**Your instructions**
Please count the lines in the data below that contain the word "towel" and reply with the number alone.

**Stored rows**
★ ★ ★

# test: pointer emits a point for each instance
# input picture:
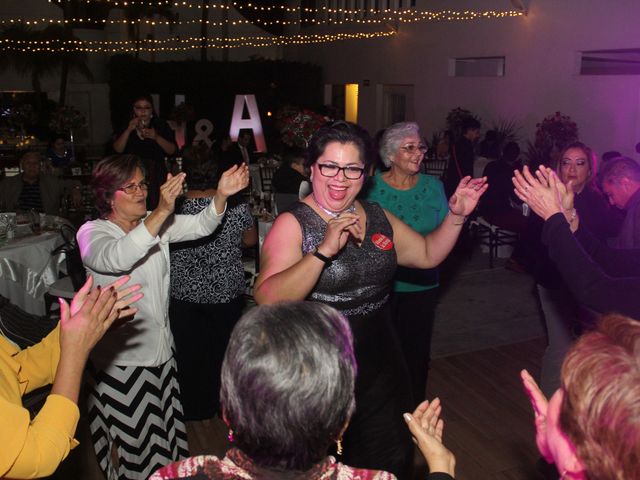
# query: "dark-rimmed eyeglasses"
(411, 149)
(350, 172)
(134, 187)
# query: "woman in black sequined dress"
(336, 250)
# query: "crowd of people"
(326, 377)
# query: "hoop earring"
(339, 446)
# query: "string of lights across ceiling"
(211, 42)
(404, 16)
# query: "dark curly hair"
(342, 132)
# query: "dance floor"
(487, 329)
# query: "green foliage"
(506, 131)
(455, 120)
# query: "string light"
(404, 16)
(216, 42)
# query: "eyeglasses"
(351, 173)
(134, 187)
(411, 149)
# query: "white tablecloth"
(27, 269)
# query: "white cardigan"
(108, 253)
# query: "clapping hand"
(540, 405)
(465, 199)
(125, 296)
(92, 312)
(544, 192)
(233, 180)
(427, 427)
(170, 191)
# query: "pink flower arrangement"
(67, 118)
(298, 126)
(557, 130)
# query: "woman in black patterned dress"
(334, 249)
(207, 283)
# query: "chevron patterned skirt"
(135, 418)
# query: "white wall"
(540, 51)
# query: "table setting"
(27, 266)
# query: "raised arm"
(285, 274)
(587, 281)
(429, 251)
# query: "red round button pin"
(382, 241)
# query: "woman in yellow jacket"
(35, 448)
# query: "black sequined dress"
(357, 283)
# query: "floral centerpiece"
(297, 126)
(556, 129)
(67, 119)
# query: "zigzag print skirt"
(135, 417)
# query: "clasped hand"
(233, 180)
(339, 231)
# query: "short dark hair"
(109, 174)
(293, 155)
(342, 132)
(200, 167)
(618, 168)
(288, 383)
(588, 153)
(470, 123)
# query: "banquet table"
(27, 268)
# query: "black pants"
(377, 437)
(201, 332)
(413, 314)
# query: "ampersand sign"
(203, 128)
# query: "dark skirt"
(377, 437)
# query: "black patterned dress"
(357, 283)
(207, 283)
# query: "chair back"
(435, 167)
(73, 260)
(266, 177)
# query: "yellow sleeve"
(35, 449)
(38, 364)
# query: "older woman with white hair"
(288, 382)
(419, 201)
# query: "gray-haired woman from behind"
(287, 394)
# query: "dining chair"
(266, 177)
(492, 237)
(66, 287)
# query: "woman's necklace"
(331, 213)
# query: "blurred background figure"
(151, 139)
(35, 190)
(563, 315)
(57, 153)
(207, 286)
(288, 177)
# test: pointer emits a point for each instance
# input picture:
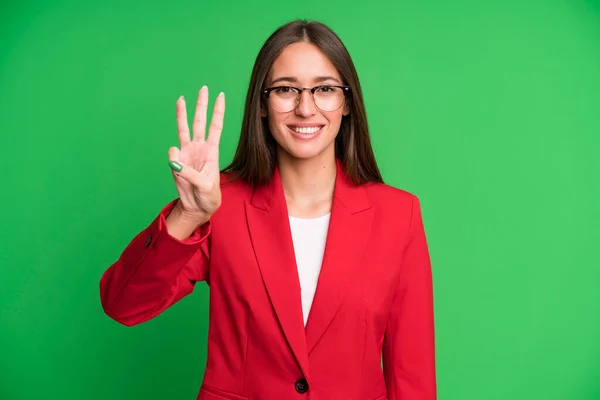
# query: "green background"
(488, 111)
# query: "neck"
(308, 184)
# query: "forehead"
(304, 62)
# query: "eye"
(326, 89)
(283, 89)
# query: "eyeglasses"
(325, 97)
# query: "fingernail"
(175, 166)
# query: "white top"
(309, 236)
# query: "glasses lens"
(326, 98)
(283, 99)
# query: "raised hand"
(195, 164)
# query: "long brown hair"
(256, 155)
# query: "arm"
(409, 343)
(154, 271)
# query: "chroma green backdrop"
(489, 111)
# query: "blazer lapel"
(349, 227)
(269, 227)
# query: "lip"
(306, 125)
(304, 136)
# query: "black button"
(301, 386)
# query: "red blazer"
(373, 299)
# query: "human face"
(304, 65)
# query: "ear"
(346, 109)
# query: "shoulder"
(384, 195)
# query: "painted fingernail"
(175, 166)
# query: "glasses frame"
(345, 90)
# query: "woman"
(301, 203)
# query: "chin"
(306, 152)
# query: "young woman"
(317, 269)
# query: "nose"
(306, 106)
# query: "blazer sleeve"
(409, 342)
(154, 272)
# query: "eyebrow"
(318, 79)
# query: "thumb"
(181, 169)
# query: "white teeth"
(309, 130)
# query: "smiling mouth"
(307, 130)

★ ★ ★

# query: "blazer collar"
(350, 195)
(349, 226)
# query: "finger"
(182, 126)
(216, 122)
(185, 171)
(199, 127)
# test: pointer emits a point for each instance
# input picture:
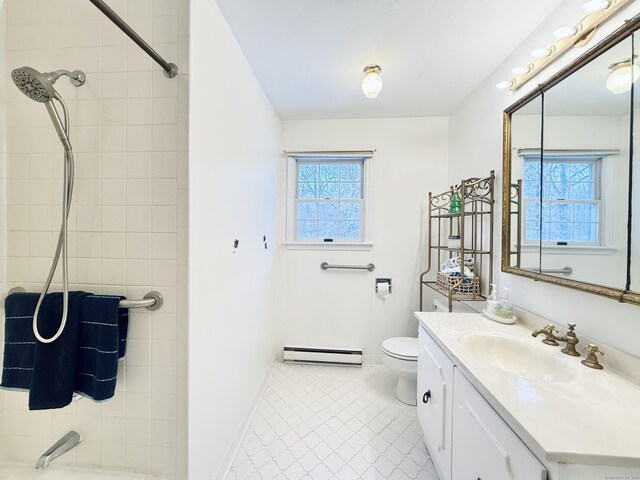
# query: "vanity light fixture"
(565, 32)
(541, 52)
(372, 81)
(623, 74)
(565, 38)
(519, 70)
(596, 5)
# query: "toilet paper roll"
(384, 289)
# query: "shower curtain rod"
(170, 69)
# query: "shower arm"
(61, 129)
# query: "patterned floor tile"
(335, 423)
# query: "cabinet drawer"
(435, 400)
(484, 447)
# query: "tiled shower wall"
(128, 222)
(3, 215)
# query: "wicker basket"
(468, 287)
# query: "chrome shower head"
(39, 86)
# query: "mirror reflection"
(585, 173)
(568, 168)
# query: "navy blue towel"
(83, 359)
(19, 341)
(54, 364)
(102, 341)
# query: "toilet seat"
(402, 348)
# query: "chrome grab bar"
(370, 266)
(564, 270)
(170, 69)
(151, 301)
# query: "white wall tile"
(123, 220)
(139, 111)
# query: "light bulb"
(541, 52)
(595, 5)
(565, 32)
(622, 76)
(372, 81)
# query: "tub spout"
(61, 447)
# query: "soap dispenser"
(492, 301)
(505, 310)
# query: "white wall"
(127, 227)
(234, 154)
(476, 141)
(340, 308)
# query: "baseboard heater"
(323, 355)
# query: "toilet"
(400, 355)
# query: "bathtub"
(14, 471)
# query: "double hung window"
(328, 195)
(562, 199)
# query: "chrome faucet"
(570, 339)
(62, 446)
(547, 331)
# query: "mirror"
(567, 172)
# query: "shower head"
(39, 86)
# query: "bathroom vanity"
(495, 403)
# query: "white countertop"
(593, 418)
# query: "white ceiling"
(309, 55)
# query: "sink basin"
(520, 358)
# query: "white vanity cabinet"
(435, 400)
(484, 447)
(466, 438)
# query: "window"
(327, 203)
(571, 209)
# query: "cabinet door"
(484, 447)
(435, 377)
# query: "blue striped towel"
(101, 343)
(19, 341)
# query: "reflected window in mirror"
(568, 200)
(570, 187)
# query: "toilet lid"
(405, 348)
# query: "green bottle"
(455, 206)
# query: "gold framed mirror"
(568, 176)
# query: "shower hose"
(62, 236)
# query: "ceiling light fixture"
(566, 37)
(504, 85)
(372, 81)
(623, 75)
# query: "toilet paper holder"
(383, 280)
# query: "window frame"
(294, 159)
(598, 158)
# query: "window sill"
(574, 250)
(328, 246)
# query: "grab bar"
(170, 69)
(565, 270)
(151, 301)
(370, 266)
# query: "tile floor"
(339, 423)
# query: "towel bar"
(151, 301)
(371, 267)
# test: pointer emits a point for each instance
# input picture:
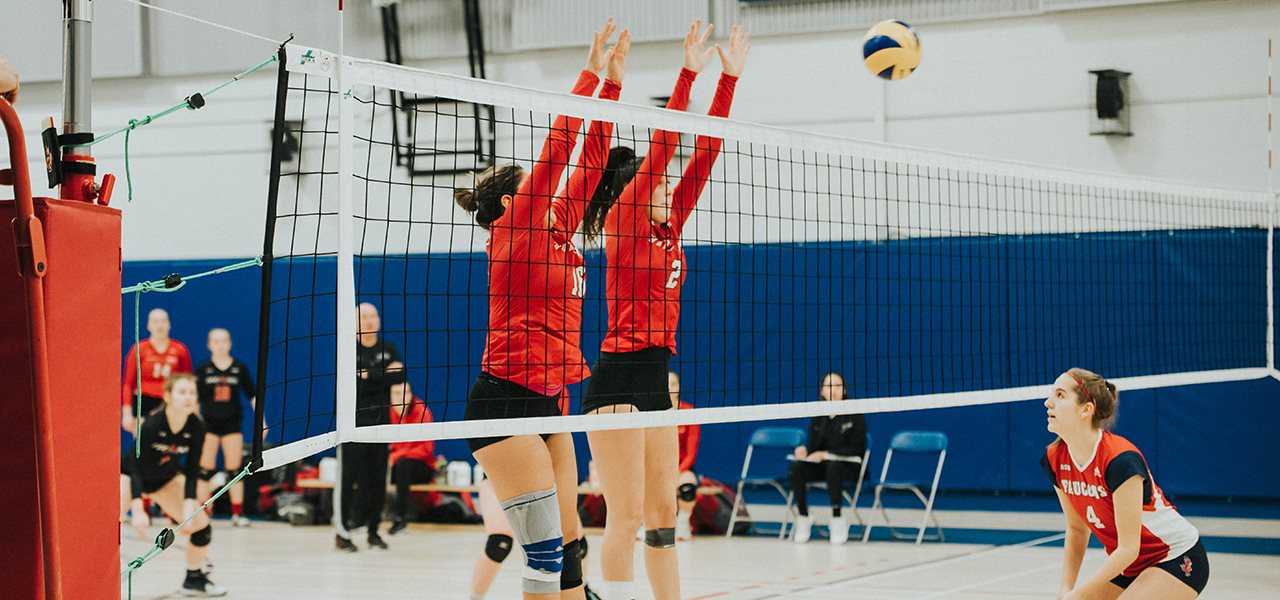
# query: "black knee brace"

★ ★ ★

**Exercise result**
3